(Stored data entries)
+--

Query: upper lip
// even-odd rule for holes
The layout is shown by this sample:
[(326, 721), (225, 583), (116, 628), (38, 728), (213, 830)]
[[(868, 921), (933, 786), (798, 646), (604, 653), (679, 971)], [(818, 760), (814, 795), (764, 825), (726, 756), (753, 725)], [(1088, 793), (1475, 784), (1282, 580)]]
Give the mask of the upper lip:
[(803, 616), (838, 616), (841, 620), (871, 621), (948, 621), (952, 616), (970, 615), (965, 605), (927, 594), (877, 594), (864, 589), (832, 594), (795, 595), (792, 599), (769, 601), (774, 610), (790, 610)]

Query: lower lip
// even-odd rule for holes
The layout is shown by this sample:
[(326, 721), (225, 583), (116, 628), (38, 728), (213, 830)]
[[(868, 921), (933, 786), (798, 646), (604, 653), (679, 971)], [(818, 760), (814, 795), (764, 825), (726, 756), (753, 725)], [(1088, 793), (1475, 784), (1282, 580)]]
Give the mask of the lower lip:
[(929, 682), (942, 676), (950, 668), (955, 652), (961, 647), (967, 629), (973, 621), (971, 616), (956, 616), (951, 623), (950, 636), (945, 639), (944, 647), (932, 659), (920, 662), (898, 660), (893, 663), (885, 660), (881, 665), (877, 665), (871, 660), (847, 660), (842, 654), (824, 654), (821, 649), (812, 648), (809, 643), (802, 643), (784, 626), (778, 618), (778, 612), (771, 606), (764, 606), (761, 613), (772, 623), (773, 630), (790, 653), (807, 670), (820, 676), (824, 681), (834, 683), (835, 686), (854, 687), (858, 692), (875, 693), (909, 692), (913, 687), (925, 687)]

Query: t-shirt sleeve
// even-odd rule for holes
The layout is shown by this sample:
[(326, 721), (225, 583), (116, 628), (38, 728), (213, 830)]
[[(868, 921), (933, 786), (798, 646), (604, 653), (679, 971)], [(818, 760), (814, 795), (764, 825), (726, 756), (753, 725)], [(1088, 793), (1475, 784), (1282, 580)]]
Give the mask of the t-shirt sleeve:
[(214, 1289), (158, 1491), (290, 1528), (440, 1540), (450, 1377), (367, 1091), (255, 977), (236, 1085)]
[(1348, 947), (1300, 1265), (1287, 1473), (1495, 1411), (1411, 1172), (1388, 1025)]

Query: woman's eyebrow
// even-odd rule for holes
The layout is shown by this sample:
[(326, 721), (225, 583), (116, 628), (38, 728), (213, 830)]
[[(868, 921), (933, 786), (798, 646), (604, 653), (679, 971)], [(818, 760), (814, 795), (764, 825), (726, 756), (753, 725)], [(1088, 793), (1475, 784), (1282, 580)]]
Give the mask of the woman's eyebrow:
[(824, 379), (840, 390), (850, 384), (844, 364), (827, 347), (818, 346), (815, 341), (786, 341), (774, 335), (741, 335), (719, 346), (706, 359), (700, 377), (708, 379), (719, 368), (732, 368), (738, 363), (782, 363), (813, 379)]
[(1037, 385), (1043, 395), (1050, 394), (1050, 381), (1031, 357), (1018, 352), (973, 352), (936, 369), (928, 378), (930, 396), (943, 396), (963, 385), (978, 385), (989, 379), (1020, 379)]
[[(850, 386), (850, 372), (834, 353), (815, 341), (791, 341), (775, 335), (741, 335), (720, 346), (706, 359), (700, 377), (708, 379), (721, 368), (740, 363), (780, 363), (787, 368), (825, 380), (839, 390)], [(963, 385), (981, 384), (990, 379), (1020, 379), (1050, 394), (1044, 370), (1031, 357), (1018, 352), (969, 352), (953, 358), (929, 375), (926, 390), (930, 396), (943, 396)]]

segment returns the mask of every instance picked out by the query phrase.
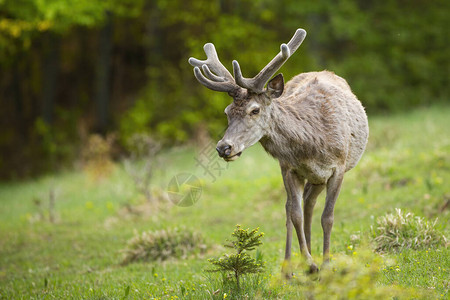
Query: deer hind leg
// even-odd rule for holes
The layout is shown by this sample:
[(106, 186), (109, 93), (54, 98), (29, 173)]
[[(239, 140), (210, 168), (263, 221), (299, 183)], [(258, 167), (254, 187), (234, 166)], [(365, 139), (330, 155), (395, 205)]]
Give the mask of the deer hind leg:
[(327, 196), (325, 198), (325, 208), (322, 213), (322, 229), (323, 229), (323, 261), (328, 263), (330, 261), (330, 238), (331, 229), (334, 221), (334, 205), (341, 190), (342, 180), (344, 179), (344, 172), (335, 171), (333, 176), (327, 182)]
[(311, 254), (306, 245), (305, 233), (303, 231), (303, 211), (301, 207), (302, 193), (304, 179), (297, 176), (294, 172), (287, 170), (283, 171), (283, 181), (288, 194), (286, 202), (286, 252), (285, 259), (289, 260), (292, 246), (292, 226), (297, 233), (298, 242), (300, 245), (300, 252), (306, 258), (311, 272), (317, 272), (318, 268), (313, 262)]
[(306, 246), (309, 254), (311, 254), (311, 223), (314, 206), (316, 205), (317, 197), (325, 188), (324, 184), (316, 185), (307, 183), (303, 192), (303, 229), (305, 231)]

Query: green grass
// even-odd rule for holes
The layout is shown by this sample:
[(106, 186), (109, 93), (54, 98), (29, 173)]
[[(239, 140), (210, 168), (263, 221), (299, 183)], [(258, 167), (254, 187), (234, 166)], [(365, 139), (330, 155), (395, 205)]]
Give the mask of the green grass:
[[(259, 145), (246, 150), (221, 174), (213, 170), (215, 181), (196, 166), (197, 151), (183, 148), (164, 154), (155, 188), (166, 190), (180, 172), (196, 174), (203, 191), (190, 207), (175, 206), (167, 199), (158, 205), (141, 205), (143, 196), (120, 164), (100, 181), (76, 171), (2, 183), (0, 298), (223, 299), (226, 293), (227, 299), (245, 295), (327, 299), (328, 293), (371, 299), (358, 291), (359, 286), (367, 291), (386, 290), (388, 294), (380, 299), (386, 295), (446, 299), (450, 284), (447, 248), (360, 254), (370, 247), (367, 237), (377, 217), (395, 208), (427, 219), (438, 217), (437, 229), (449, 238), (449, 209), (442, 210), (450, 199), (449, 115), (450, 107), (435, 107), (370, 119), (367, 152), (346, 175), (336, 205), (331, 242), (335, 265), (324, 271), (320, 281), (304, 275), (306, 267), (295, 268), (297, 279), (281, 280), (285, 193), (278, 163)], [(54, 223), (48, 221), (51, 189), (56, 194)], [(318, 200), (313, 219), (312, 252), (318, 262), (323, 198)], [(208, 258), (226, 252), (221, 245), (236, 224), (259, 227), (265, 233), (260, 250), (266, 272), (248, 277), (240, 295), (220, 276), (204, 272)], [(183, 259), (121, 265), (121, 250), (136, 231), (174, 227), (200, 232), (209, 250)], [(294, 261), (302, 265), (297, 243), (294, 246)], [(348, 270), (342, 266), (347, 261), (352, 266)]]

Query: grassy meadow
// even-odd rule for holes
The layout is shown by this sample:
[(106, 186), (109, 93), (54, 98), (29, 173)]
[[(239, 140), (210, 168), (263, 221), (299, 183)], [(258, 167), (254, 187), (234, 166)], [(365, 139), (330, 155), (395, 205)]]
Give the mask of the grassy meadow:
[[(176, 148), (155, 158), (149, 203), (122, 163), (102, 174), (78, 168), (26, 182), (0, 184), (0, 298), (2, 299), (448, 299), (446, 246), (374, 253), (377, 218), (395, 208), (426, 220), (449, 239), (449, 106), (370, 118), (370, 139), (347, 173), (335, 209), (332, 263), (306, 274), (294, 239), (294, 278), (280, 273), (285, 243), (285, 192), (277, 162), (260, 145), (226, 165), (214, 154), (208, 174)], [(211, 144), (207, 149), (214, 151)], [(212, 156), (211, 156), (212, 157)], [(166, 190), (179, 173), (202, 184), (198, 201), (174, 205)], [(320, 215), (315, 208), (312, 254), (321, 263)], [(205, 272), (208, 258), (236, 224), (264, 232), (264, 273), (244, 277), (236, 291), (226, 276)], [(127, 241), (145, 231), (190, 230), (206, 249), (164, 261), (122, 264)], [(419, 241), (420, 243), (420, 241)], [(448, 246), (448, 242), (447, 242)], [(318, 278), (318, 277), (319, 278)]]

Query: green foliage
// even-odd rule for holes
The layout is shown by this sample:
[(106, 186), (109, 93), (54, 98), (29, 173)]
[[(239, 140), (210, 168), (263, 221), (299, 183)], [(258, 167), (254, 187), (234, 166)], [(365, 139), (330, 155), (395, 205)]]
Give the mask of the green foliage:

+--

Your instructions
None of the lines before the one containing "Query: green foliage" belong in the answer; reproduce that line and all later lines of the records exactly.

Written solution
Query: green foliage
// even-odd rule for holes
The layout is shown by this sample:
[(106, 186), (109, 93), (54, 98), (29, 173)]
[[(239, 140), (210, 168), (263, 221), (299, 183)], [(258, 167), (254, 187), (234, 166)], [(365, 139), (330, 155), (395, 205)]]
Give the mask of the green foliage:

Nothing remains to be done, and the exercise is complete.